■ Problem requirements
How many lines in the items below contain the string "fence"? Case counts, so give only the number.
%%
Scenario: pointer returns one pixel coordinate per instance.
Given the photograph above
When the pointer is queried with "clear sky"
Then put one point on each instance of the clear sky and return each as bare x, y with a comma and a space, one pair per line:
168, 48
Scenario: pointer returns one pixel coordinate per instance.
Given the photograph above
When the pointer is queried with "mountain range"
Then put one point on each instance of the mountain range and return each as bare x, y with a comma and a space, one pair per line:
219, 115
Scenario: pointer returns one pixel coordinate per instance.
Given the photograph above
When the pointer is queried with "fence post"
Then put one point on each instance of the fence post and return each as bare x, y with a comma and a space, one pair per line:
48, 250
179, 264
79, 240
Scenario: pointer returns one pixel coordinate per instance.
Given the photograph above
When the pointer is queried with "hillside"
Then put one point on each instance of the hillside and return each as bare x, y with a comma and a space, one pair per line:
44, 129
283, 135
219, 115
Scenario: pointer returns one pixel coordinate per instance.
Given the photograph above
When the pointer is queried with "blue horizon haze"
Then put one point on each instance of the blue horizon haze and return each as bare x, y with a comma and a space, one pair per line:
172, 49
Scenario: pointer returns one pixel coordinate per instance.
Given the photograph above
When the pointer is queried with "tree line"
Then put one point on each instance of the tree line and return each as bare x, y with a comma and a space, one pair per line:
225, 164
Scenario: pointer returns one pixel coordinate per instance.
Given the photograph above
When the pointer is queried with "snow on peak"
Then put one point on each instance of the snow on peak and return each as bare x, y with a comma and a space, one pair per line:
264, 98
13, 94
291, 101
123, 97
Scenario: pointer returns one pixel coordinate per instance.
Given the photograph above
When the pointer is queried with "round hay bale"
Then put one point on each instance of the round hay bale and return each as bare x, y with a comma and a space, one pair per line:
%%
■ Correct output
2